Return each of the following rows verbatim, with no changes to wording, numbers, or line breaks.

[begin Exercise inputs]

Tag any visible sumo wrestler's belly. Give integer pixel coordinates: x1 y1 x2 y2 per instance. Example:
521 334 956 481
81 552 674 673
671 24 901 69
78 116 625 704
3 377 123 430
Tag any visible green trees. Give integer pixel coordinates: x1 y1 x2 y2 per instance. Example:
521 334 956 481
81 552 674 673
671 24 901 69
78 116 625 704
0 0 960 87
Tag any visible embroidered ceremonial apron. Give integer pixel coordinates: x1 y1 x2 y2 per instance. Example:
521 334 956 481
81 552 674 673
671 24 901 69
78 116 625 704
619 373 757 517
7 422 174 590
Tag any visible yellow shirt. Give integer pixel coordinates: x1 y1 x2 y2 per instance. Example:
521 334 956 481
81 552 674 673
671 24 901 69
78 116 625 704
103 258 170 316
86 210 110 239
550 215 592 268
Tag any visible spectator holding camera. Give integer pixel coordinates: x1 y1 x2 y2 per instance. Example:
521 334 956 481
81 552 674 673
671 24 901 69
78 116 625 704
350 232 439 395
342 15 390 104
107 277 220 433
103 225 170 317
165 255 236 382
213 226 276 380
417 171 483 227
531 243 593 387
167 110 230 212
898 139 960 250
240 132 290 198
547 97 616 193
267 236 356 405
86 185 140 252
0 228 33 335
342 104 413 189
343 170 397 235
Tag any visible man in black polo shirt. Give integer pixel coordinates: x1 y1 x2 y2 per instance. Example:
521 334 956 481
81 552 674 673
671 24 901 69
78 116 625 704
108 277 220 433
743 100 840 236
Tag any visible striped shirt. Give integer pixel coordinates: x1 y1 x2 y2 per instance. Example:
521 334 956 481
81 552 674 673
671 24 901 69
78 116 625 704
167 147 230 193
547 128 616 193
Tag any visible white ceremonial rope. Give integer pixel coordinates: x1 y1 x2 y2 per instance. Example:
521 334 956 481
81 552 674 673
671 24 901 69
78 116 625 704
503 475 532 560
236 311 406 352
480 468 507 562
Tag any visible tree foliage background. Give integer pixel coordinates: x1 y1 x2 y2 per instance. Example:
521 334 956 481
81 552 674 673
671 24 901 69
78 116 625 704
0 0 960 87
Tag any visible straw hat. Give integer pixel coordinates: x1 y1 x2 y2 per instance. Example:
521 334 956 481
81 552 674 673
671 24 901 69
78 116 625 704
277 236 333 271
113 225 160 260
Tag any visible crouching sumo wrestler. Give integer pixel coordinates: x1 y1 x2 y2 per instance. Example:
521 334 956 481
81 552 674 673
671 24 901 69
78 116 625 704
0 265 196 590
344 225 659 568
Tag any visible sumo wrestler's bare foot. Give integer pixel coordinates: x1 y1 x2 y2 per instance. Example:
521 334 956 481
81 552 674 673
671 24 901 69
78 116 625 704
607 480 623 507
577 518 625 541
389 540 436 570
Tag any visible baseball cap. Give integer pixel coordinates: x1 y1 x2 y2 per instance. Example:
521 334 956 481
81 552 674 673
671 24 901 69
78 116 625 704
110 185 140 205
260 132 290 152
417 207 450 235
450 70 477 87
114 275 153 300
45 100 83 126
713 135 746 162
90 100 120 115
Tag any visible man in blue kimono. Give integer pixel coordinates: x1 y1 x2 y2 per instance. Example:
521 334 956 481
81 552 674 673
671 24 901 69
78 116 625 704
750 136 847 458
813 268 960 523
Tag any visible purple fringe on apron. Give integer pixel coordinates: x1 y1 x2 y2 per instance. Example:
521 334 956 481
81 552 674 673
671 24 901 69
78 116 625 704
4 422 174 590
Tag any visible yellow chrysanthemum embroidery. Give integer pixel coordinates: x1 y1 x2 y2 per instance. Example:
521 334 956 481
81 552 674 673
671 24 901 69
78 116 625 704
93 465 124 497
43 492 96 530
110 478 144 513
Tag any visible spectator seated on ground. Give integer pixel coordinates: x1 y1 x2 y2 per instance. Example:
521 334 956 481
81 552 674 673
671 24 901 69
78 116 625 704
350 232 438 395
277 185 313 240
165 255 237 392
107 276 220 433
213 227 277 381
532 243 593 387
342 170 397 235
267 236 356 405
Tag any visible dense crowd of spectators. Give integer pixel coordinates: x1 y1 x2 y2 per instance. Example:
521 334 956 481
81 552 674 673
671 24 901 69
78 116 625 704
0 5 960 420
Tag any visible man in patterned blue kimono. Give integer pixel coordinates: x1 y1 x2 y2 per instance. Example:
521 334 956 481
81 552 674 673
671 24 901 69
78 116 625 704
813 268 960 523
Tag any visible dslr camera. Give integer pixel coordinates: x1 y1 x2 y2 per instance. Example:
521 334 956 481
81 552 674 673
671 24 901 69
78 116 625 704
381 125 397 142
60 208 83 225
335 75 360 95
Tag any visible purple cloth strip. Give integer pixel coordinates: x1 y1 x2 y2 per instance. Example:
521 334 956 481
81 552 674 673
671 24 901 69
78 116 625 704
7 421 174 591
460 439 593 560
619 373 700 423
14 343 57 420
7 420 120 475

[end Exercise inputs]

*Response*.
Tag any visible sumo wrestler's belly. Give integer pixel coordinates: x1 y1 x2 y2 per instance. Example:
521 334 956 481
81 552 674 673
671 24 901 69
78 116 625 704
3 377 123 430
Tag any visible green trees. Give integer pixel coordinates: x1 y1 x2 y2 per instance. Example:
521 334 956 481
81 552 674 673
671 24 901 69
78 116 625 704
0 0 960 87
Tag any visible embroidered ceremonial apron. Give integer pixel coordinates: x1 y1 x2 y2 per instance. Example:
521 334 956 481
81 552 674 673
671 24 901 69
78 116 625 704
619 373 757 517
7 422 174 590
Tag any visible yellow shirt. Give integer pixel coordinates: x1 y1 x2 y2 per instance. Example:
521 334 956 481
81 552 674 673
671 24 901 69
78 116 625 704
103 258 170 316
86 210 110 239
550 215 592 268
Tag any visible spectator holding camera. Give integer pixel coordinates: x1 y1 x2 y2 per instance. Example:
521 334 956 481
81 552 674 673
671 24 901 69
78 116 625 704
350 232 439 395
342 15 390 104
107 277 220 433
103 225 170 317
165 255 236 382
213 226 276 380
417 171 483 227
531 243 593 387
167 110 230 212
898 139 960 250
240 132 290 198
547 97 616 193
267 236 356 405
86 185 140 252
0 228 33 335
342 104 413 189
343 170 397 235
Tag any visible man in black polo shirt. Give integer pixel coordinates: x1 y1 x2 y2 per instance. Example:
521 334 956 481
81 552 674 673
671 24 901 69
78 116 625 704
108 277 220 433
743 100 840 236
Tag any visible striped shirt. Give integer pixel coordinates: x1 y1 x2 y2 per instance. Example:
521 334 956 481
81 552 674 673
671 24 901 69
78 116 625 704
167 147 230 193
547 128 616 193
Tag any visible white ceremonial rope. Give integer pixel coordinates: x1 y1 x2 y2 per instance. Example:
521 334 956 481
81 552 674 673
671 24 901 69
78 116 625 704
503 475 532 560
236 311 406 352
480 468 507 562
Tag any visible tree foliage background. Give integer pixel coordinates: x1 y1 x2 y2 per instance. Example:
521 334 956 481
81 552 674 673
671 24 901 69
78 116 625 704
0 0 960 87
Tag any visible straw hat. Give integer pixel coordinates: x1 y1 x2 y2 per instance. Example:
521 334 956 481
81 552 674 673
671 24 901 69
78 116 625 704
277 236 333 271
113 225 160 260
Tag any visible crouching sumo wrestler. Give integer pixel coordinates: x1 y1 x2 y2 per instance. Example:
521 334 956 481
81 552 674 673
671 24 901 69
78 116 625 704
0 265 196 590
344 225 659 568
Tag any visible sumo wrestler's bare foot. Give integer pixel coordinates: x1 y1 x2 y2 per instance. Example:
521 334 956 481
81 552 674 673
671 24 901 69
78 116 625 704
607 480 623 507
577 518 625 541
389 540 436 570
Tag any visible baseball cap. Give integer pixel coordinates: x1 y1 x2 y2 per instance. Example:
521 334 956 481
81 552 674 673
671 24 901 69
78 116 625 704
110 185 140 205
260 132 290 152
417 207 450 235
450 70 477 87
114 275 153 300
45 100 83 126
713 135 746 162
90 100 120 115
Tag any visible man in blue kimono. Give integer pixel coordinates: x1 y1 x2 y2 per instance. Example:
521 334 956 481
81 552 674 673
671 24 901 69
78 116 625 704
750 136 847 458
813 268 960 523
Tag any visible purple fringe on apron. Give integer pixel coordinates: x1 y1 x2 y2 per instance. Example:
521 334 956 481
81 552 674 673
671 24 901 69
78 116 625 704
4 422 174 590
Tag any visible yellow chrysanthemum embroidery. Give integer pixel coordinates: x1 y1 x2 y2 per instance. Example:
521 334 956 481
81 552 674 673
671 24 901 69
78 116 625 704
93 465 124 497
43 492 96 530
110 478 144 513
Tag any visible spectator seated on ground. Give integer pixel coordinates: x1 y1 x2 y2 per instance. Example:
521 334 956 481
81 552 674 673
671 24 901 69
78 116 625 704
350 232 438 395
277 185 313 240
165 255 237 392
107 276 220 433
213 227 277 381
532 243 593 387
342 170 397 235
267 236 356 405
Tag any visible dense crowd of spectators. Give integer pixel coordinates: x1 y1 x2 y2 per instance. Example:
521 334 956 481
81 552 674 673
671 24 901 69
78 116 625 704
0 5 960 420
Tag any visible man in patterned blue kimono. Give integer pixel coordinates: x1 y1 x2 y2 per instance. Example:
521 334 956 481
81 552 674 673
671 24 901 69
78 116 625 704
813 268 960 523
Tag any visible dslr camera. Give integer pixel coordinates: x1 y1 x2 y2 per instance. Example:
521 334 956 481
81 552 674 673
671 24 901 69
78 116 625 704
381 125 397 142
60 208 83 225
335 75 360 95
Tag any visible purple cloth strip. Give integer pixel coordinates: x1 y1 x2 y2 per instance. Example:
521 334 956 481
81 552 674 673
671 24 901 69
78 116 625 704
7 421 174 591
460 439 593 560
619 373 700 423
14 343 57 420
7 420 120 475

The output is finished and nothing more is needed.